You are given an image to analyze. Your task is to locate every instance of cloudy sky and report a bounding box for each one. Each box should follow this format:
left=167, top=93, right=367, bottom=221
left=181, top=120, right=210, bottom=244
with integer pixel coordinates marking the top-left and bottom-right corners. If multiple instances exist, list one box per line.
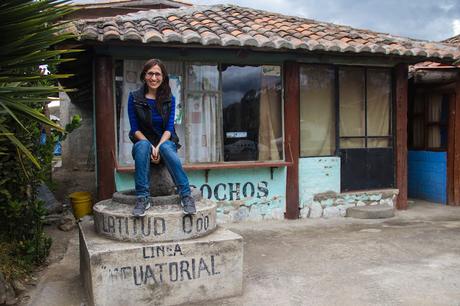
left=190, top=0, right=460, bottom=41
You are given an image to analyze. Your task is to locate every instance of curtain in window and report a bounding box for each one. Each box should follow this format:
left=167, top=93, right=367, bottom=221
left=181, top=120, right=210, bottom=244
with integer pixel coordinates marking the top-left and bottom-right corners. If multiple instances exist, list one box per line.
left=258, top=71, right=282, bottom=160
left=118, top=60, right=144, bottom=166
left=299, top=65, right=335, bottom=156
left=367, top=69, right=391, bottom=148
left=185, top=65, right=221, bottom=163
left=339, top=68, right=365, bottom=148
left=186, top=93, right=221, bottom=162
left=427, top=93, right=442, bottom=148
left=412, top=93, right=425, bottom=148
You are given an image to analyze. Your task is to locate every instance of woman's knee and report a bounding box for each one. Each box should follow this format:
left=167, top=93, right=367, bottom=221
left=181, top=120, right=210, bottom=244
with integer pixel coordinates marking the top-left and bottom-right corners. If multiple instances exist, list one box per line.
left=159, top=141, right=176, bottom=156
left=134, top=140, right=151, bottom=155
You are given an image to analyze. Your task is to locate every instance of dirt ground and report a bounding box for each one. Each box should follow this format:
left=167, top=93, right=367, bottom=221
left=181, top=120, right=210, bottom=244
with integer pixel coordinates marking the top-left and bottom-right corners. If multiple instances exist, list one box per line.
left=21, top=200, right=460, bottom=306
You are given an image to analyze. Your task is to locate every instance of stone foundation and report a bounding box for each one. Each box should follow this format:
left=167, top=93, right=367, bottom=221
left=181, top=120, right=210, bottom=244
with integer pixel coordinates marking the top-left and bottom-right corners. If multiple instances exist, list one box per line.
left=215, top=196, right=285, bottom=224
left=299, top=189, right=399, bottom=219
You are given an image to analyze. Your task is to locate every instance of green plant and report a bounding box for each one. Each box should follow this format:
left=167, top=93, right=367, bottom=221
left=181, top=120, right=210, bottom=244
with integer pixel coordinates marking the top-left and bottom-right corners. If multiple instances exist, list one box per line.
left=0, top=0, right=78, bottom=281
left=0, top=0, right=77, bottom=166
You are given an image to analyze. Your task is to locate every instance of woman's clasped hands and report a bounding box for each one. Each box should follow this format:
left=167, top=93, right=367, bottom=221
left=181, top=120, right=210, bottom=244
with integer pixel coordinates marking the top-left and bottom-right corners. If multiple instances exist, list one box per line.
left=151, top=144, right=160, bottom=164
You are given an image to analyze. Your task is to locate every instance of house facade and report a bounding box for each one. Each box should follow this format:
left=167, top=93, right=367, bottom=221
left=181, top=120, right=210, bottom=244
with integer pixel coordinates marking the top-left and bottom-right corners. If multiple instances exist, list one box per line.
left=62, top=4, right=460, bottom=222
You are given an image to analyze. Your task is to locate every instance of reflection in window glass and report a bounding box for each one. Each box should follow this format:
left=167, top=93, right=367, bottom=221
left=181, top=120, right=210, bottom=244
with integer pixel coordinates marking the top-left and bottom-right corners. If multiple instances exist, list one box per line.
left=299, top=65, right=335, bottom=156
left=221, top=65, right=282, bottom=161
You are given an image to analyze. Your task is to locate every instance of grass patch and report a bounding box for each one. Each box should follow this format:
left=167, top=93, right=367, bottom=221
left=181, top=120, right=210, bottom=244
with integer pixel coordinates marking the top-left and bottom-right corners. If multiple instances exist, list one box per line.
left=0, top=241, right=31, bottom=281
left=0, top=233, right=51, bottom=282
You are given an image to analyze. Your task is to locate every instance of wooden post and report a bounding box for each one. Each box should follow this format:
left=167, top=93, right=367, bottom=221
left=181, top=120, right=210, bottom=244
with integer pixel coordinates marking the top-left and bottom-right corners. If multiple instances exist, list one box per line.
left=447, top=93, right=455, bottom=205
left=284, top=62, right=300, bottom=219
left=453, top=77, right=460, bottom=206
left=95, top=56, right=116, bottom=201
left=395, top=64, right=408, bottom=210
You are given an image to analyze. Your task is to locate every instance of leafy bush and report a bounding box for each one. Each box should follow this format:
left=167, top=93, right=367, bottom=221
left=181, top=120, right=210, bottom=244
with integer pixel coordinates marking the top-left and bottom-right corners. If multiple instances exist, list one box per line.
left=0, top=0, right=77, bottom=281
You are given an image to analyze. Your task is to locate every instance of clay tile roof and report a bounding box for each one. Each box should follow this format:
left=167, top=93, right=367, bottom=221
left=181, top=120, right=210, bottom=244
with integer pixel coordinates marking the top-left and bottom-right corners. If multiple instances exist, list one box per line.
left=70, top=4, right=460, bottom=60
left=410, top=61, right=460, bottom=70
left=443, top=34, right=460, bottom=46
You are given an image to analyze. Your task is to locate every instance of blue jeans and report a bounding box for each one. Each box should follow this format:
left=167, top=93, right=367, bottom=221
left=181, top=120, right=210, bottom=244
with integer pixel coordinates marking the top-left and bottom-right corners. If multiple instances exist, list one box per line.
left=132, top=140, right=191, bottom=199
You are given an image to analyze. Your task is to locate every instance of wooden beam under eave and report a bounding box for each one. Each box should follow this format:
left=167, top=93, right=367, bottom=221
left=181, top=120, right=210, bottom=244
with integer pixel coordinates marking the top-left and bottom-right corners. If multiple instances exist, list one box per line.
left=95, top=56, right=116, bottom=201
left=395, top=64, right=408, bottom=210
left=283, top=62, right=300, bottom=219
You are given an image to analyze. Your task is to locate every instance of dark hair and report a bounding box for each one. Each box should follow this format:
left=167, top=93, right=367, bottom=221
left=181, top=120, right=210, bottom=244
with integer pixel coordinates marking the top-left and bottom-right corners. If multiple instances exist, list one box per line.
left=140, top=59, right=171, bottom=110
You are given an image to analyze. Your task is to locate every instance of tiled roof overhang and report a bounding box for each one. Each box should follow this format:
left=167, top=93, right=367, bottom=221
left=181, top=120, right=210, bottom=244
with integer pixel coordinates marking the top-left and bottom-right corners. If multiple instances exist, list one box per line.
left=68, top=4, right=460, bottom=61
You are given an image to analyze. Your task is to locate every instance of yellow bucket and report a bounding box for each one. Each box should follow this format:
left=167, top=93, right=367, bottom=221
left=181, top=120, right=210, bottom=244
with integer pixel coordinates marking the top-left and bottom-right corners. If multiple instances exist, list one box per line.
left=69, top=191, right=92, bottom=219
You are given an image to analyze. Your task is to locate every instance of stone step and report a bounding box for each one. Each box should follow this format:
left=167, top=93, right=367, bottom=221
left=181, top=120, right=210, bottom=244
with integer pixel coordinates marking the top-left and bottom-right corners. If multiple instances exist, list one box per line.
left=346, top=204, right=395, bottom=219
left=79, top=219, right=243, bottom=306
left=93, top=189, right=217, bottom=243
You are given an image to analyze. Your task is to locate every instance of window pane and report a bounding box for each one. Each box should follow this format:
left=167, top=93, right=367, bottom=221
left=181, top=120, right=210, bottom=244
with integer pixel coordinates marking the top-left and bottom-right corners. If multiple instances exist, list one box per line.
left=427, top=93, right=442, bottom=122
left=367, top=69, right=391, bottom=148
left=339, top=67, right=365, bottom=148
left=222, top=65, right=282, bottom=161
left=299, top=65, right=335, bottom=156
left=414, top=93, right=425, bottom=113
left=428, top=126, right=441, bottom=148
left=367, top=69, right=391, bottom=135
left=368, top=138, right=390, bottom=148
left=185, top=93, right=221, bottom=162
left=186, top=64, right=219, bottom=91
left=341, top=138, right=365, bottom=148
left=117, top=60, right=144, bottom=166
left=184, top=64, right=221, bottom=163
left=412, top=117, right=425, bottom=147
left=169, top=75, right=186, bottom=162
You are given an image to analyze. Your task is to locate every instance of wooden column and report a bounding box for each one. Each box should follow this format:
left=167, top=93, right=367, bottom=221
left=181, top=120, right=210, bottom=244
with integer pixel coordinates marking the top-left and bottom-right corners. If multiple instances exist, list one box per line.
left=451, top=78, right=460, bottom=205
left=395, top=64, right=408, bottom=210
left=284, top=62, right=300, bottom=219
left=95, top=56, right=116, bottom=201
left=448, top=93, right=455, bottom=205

Task to complete ▸ Could you find every line in the records above that has the string "roof" and copy it?

Expected answer ▸
You are given an image to analyze. Your task is to locate every instance of clay tile roof and report a bounding box for each one. Each box should follow this format:
You are given an image to analyze. Your task is to locate every instance of tiled roof overhang and report a bounding box for each one. Each box should follow this format:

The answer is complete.